▶ [Short task]:
Pull out every one of the records below and reproduce them word for word, omitting the pictures.

════════════════════

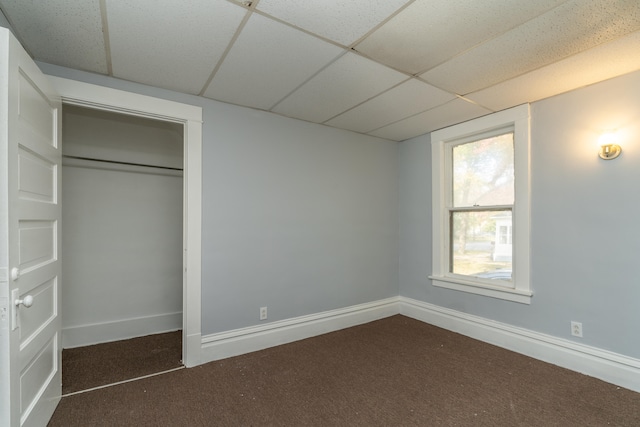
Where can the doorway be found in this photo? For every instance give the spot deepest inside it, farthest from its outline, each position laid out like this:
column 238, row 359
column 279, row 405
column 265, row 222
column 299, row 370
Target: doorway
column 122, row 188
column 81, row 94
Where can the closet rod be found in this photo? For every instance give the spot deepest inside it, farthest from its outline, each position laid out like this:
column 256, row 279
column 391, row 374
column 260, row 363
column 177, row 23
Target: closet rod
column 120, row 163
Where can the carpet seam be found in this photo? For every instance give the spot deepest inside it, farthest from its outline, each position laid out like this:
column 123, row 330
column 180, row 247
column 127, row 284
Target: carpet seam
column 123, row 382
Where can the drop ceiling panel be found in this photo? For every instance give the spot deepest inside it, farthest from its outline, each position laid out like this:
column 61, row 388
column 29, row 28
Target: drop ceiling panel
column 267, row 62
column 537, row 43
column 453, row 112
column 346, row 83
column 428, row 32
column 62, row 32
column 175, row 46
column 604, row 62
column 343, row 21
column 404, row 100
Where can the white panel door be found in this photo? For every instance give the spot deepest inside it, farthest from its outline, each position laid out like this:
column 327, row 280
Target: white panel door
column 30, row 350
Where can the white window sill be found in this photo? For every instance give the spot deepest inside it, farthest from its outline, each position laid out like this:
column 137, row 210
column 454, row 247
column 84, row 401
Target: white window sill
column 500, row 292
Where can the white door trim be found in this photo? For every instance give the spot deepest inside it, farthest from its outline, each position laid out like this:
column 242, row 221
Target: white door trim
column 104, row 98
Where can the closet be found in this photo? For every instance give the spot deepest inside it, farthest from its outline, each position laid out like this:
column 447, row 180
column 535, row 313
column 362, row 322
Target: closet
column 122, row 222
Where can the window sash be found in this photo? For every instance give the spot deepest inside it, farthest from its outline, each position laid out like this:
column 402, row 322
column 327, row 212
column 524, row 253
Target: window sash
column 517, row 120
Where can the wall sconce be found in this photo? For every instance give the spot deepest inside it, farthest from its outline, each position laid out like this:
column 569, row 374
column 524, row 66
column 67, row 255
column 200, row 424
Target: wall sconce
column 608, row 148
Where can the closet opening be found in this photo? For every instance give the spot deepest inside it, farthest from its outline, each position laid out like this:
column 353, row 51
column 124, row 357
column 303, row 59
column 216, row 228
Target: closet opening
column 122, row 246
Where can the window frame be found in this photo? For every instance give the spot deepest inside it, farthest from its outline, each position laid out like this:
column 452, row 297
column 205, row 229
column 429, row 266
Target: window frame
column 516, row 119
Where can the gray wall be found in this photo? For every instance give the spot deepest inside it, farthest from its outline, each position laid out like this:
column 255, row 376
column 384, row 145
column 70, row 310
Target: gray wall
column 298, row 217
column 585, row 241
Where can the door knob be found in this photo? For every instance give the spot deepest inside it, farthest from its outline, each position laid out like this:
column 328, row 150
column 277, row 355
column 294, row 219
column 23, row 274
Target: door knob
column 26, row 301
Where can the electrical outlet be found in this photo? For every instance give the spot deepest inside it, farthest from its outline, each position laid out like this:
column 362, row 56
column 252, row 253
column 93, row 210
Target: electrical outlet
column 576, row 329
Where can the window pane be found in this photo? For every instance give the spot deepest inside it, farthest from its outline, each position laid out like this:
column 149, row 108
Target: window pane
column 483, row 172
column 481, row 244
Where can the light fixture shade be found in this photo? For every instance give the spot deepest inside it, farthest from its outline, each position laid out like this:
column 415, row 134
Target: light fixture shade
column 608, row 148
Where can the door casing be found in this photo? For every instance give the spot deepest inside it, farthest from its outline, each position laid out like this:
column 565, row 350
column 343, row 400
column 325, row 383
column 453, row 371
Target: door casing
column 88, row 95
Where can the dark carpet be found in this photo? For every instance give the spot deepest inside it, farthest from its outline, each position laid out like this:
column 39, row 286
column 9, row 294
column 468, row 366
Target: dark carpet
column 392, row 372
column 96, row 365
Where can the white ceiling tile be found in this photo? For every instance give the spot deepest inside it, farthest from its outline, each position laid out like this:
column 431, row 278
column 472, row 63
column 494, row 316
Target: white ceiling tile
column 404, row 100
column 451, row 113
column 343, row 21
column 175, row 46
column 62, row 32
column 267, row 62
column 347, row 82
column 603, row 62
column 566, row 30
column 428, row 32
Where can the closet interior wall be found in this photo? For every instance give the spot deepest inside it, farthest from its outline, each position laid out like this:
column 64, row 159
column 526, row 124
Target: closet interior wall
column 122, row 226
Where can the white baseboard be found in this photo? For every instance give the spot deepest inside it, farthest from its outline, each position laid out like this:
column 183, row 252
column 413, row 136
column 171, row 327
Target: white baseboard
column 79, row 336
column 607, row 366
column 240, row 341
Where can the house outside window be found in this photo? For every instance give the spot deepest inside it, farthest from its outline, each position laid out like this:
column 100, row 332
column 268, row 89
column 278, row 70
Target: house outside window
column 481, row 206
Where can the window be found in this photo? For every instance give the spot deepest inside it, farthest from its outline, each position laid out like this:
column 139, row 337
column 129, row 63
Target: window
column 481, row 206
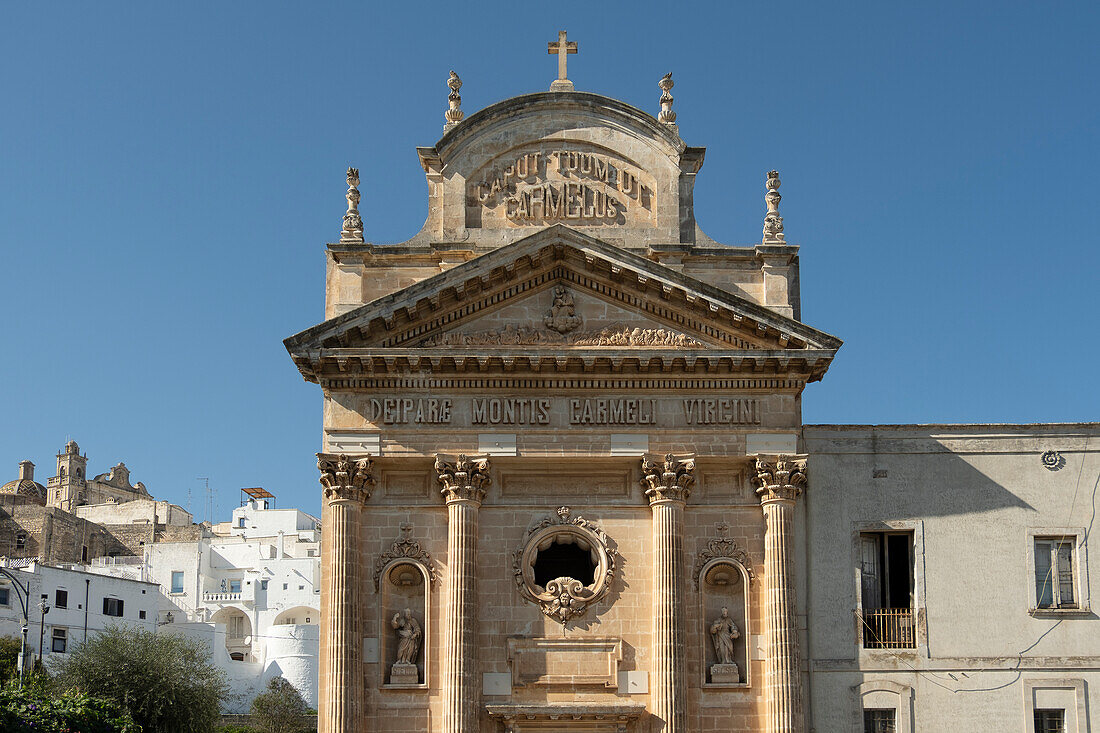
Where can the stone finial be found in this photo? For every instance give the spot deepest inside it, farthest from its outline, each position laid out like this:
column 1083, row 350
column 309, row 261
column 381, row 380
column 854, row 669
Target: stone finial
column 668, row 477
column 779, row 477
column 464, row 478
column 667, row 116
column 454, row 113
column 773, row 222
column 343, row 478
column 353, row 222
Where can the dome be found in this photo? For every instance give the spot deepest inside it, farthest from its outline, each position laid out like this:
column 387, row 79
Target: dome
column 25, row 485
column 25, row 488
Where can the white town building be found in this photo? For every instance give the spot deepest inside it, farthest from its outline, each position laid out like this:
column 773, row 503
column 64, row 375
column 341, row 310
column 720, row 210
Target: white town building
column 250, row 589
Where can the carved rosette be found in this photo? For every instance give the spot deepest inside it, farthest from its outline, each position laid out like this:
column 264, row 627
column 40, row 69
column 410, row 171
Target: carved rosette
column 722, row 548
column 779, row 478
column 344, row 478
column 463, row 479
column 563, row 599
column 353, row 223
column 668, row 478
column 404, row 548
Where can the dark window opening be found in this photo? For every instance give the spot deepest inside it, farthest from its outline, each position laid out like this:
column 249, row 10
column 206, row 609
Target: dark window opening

════════════════════

▶ [The result]:
Where can the doorway be found in this photo? For every instance give the spot deepest inside it, farthest from its outline, each position laid out like this:
column 238, row 359
column 279, row 405
column 265, row 222
column 299, row 370
Target: doorway
column 122, row 188
column 81, row 94
Where can the closet rod be found in this photo? For every instance give the spot deepest inside it, farthest from its outline, each position laid out like this:
column 256, row 279
column 391, row 374
column 260, row 363
column 177, row 23
Target: closet rod
column 120, row 163
Where can the carpet seam be found in this photo? For every instance give the spot deepest inside it, farthest from its outline, each position laid out like this:
column 123, row 330
column 180, row 247
column 127, row 284
Target: carpet seam
column 123, row 382
Where can the drop ceiling panel be found in this photo? For every instance give the spot deepest inside it, farthest from its outline, each position laid out like this:
column 61, row 388
column 29, row 28
Target: drop ceiling panel
column 267, row 62
column 537, row 43
column 453, row 112
column 346, row 83
column 428, row 32
column 62, row 32
column 175, row 46
column 604, row 62
column 343, row 21
column 404, row 100
Where can the white panel door be found in this photo? For every instance give the spot deepest inside it, farthest from its outline, each position laid out like this:
column 327, row 280
Target: white panel door
column 30, row 350
Where can the white window sill be found in this photo? For every instance give the spot deepest inside it, farthest from its outline, each position laid out like this:
column 137, row 210
column 454, row 247
column 84, row 401
Target: white window sill
column 500, row 292
Where can the white door trim be found in this photo? For every instance give the spot deepest inside it, farthest from its outline, each position laid out like this:
column 242, row 221
Target: white door trim
column 104, row 98
Where can the closet be found in this photo? For every instance give the spot deepest inside it, farthest from its outline, each position laid out like this:
column 447, row 180
column 535, row 313
column 362, row 322
Target: closet
column 122, row 222
Where can the window sash be found in this photo? For every instance give the spot deepest inside it, farthest from its outline, each position laid out like this:
column 402, row 322
column 327, row 212
column 524, row 253
Target: window sash
column 517, row 120
Where can the wall sconce be found in this photo? For every instance give the spot deepest inside it, farthest from its outline, each position laid out like this:
column 569, row 374
column 524, row 66
column 67, row 255
column 200, row 424
Target: wall sconce
column 608, row 148
Where can the closet opening be found in this photo? For every instance give the spot deepest inside it, farthest from its outline, each position laid out like this:
column 353, row 51
column 124, row 357
column 303, row 59
column 216, row 228
Target: closet opening
column 122, row 246
Where can the window frame be found in this photo? For every instance give the spot deepest inside it, farthest from its outline, each position laid out like this:
column 452, row 297
column 205, row 229
column 429, row 266
Target: window frame
column 516, row 119
Where can the gray wall be found in this photo? For every instance give the spot deepest inside it, farthest from its outline, each position laid out like this:
column 255, row 376
column 384, row 145
column 70, row 310
Target: gray wall
column 298, row 217
column 585, row 241
Where can the door knob be found in this photo? For every instance give the spot deepest inside it, farthest from its outline, each position laid out like this:
column 328, row 150
column 277, row 355
column 294, row 219
column 23, row 274
Target: door knob
column 26, row 301
Where can the electrical outlet be found in this photo? For every instance give the spot deepest inside it, farthest from its outline, each position laid out like this:
column 362, row 56
column 252, row 253
column 93, row 210
Target: electrical outlet
column 576, row 329
Where can the window pane be found in this photo? For every instance give the spot deepest inside it, farthest from its outline, each position laid out like this:
column 149, row 108
Target: window pane
column 483, row 172
column 481, row 244
Where can the light fixture shade be found in this photo? For every instance give the spot deepest inside it, farthest from its outline, each position laid out like this:
column 415, row 134
Target: light fixture shade
column 608, row 148
Where can the door casing be found in this photo? For every instance give the spot deepest inside it, farthest from its outline, each position laid out like this:
column 565, row 350
column 343, row 400
column 325, row 383
column 453, row 371
Target: door casing
column 88, row 95
Where can the dark carpet be found in this photo? For every instance give the spot deepest inside it, farthest from its outline, each position laid out like this:
column 39, row 286
column 9, row 294
column 468, row 366
Target: dark carpet
column 392, row 372
column 96, row 365
Where can the white ceiling tile be found in this photo? For every instance give the spot deepest inside it, farthest from its outline, each position laid out like this:
column 431, row 278
column 472, row 63
column 494, row 316
Target: white ceiling tile
column 404, row 100
column 451, row 113
column 343, row 21
column 175, row 46
column 62, row 32
column 267, row 62
column 347, row 82
column 603, row 62
column 566, row 30
column 428, row 32
Where can the closet interior wall be found in this photo? For every instance give the spot deepest inside it, farthest from its outline, each position laid out like this:
column 64, row 159
column 526, row 124
Target: closet interior wall
column 122, row 226
Where can the white baseboard be found in this photo? For every instance give the spot deepest inside it, farthest from its outline, each position laid out like this:
column 183, row 252
column 413, row 136
column 171, row 327
Target: white baseboard
column 79, row 336
column 607, row 366
column 240, row 341
Where can the house outside window be found in this photo? For every instance give the spot deepest inside it, farthest from its outline, each position laid out like this:
column 100, row 332
column 268, row 89
column 278, row 70
Target: house outside window
column 481, row 206
Where can the window be found in this photo? For every instance give the spot deepest inside it, farthest from its outline, each position laid out like this:
column 139, row 337
column 129, row 63
Target: window
column 481, row 206
Where can the stone finial be found in this photo? For every instance give the spot deepest inside it, farthest from its outline, each position laid out like this:
column 1083, row 350
column 309, row 261
column 381, row 380
column 854, row 669
Target: stone finial
column 668, row 477
column 779, row 477
column 464, row 478
column 667, row 116
column 454, row 113
column 773, row 222
column 343, row 478
column 353, row 222
Where can the dome be found in this photo? For every instance give the spot deepest inside it, farthest from its outline, each position laid out like this:
column 387, row 79
Target: dome
column 25, row 485
column 25, row 488
Where can the white town building be found in this photo? For every instance give the spot deepest inside it, farthest from its outline, each position laid out like this:
column 773, row 503
column 64, row 375
column 341, row 310
column 720, row 210
Target: white town building
column 250, row 589
Where can the carved rosette be found in this photo? For every instance give the spot deepest inside it, farthest from its outline, each position laid out like this:
column 264, row 627
column 40, row 69
column 410, row 171
Target: carved rosette
column 722, row 548
column 779, row 478
column 344, row 478
column 463, row 479
column 563, row 599
column 353, row 223
column 668, row 478
column 404, row 548
Where can the dark window opening be found in this photo? For every instance give the spot deepest inside it, farthest from its outline, each position laid out like this:
column 249, row 10
column 206, row 609
Target: dark window opening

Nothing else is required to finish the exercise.